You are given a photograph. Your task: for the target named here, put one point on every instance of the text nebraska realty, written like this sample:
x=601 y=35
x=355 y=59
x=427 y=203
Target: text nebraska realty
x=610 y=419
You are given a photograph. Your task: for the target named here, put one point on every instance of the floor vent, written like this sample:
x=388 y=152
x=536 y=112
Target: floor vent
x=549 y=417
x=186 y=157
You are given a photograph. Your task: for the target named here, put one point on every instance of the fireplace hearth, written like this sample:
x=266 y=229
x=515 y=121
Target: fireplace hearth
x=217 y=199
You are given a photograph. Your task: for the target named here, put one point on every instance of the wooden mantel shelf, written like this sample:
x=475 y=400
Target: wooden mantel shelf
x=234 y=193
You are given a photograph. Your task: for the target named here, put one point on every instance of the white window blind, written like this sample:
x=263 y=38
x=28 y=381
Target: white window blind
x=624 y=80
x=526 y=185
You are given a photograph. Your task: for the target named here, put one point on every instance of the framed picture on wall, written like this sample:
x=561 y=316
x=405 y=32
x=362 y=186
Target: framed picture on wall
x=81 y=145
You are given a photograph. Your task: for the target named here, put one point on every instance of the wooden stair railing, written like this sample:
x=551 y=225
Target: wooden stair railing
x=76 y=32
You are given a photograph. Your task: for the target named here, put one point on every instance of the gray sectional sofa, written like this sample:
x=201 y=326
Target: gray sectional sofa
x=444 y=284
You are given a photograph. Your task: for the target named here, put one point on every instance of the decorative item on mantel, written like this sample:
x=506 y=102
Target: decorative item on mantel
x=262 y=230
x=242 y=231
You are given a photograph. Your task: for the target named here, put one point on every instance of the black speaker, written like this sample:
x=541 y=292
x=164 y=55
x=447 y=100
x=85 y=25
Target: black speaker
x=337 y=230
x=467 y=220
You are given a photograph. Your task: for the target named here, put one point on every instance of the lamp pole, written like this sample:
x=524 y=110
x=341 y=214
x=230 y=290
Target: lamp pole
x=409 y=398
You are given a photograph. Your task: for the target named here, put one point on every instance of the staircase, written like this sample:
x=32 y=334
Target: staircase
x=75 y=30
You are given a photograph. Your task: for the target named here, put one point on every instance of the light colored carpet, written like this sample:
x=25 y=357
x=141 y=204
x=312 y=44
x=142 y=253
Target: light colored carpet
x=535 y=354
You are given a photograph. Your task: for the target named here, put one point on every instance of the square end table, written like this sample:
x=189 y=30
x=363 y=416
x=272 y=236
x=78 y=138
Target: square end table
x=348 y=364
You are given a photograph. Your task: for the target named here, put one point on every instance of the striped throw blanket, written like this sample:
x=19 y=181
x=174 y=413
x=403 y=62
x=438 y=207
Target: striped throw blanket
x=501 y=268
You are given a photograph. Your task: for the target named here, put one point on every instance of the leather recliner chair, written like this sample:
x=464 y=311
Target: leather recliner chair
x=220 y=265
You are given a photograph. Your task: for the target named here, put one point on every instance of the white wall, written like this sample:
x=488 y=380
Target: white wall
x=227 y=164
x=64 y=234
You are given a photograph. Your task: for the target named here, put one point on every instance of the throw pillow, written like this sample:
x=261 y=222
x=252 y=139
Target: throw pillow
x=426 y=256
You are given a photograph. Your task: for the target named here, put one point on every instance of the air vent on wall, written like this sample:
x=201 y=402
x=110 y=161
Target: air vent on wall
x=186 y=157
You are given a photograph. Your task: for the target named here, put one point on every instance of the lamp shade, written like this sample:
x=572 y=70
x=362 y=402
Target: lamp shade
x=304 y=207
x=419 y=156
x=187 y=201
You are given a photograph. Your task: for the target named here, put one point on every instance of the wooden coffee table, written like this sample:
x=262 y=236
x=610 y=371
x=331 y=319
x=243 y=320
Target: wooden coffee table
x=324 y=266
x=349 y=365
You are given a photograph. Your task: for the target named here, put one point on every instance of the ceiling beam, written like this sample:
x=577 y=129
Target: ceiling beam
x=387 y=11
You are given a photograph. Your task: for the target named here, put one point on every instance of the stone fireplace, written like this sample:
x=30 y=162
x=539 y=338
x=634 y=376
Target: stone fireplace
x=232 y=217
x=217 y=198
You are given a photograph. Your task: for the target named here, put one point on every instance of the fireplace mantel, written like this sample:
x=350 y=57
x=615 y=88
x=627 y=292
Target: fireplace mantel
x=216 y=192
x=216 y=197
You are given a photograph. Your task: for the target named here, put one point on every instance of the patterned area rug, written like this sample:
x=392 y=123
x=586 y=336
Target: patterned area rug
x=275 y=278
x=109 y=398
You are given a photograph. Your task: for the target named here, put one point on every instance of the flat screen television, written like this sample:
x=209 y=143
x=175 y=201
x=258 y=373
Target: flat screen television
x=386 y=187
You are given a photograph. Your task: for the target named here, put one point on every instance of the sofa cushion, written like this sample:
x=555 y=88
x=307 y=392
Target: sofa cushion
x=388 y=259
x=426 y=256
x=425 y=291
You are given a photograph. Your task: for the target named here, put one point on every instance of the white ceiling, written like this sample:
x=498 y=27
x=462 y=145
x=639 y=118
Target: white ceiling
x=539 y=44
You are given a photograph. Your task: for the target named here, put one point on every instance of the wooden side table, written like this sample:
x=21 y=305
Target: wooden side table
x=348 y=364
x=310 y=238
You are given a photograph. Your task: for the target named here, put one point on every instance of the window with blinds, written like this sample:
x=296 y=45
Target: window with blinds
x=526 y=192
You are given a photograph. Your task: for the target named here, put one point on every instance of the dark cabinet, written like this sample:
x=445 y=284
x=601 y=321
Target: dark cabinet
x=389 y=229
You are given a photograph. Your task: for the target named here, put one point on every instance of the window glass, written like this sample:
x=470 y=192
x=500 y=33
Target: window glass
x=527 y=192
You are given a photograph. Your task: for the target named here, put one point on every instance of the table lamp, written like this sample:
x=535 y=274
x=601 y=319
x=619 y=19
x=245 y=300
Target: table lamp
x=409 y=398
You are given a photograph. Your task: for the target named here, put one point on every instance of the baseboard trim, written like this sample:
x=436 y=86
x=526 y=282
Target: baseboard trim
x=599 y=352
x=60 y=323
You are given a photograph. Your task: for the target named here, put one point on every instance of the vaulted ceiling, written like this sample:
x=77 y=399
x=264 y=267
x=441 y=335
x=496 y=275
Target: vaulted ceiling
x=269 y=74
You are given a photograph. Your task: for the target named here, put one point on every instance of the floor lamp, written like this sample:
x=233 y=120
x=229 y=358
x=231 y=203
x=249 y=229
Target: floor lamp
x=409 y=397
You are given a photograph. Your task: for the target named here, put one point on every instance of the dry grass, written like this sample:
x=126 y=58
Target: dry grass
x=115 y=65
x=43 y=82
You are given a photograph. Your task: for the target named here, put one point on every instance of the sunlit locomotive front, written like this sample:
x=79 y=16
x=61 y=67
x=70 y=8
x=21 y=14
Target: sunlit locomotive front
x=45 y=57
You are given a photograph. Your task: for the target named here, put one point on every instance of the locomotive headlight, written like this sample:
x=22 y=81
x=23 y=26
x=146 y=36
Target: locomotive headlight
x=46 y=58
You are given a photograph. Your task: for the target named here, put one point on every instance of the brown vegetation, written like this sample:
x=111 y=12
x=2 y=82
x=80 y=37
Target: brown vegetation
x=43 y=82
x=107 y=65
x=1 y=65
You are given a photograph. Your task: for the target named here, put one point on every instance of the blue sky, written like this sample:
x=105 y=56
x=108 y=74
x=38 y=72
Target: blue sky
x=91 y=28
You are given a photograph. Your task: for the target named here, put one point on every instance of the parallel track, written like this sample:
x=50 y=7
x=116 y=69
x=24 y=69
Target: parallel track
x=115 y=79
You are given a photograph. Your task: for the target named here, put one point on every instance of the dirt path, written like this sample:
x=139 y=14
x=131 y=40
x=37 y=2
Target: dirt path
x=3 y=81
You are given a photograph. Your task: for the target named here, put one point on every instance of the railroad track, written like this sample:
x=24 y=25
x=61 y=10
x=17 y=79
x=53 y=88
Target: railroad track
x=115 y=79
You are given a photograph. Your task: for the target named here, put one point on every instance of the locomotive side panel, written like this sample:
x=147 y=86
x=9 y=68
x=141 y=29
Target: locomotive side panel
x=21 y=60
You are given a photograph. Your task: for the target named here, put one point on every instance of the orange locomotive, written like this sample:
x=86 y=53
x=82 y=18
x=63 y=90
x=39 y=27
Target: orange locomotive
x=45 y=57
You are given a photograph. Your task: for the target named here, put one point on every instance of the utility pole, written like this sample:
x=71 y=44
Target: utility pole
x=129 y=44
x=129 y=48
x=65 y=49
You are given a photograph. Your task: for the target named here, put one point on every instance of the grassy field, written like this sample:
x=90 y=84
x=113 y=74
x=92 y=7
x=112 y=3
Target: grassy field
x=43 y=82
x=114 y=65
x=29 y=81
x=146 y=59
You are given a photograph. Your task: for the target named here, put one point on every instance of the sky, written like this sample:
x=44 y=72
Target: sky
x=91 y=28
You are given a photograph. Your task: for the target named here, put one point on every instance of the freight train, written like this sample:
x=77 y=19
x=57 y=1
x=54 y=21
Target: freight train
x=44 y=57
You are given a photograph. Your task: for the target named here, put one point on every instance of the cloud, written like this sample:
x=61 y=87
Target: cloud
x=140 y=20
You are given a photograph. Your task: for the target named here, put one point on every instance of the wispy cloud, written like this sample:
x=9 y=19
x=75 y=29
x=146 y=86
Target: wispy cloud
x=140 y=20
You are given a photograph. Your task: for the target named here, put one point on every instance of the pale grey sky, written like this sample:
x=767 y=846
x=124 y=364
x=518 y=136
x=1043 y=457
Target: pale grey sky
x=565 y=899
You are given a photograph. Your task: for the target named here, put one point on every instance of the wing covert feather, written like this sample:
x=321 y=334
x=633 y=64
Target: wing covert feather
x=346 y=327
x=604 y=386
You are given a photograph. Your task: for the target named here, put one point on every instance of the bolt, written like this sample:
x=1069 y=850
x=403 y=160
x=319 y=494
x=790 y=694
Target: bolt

----------------------------------------

— Exercise requirements —
Using the entries, return every line where the word "bolt" can be found.

— Answer for the task —
You are given a photograph. Your task: for the target named here, put one point on every instance of the bolt, written like this sample:
Target: bolt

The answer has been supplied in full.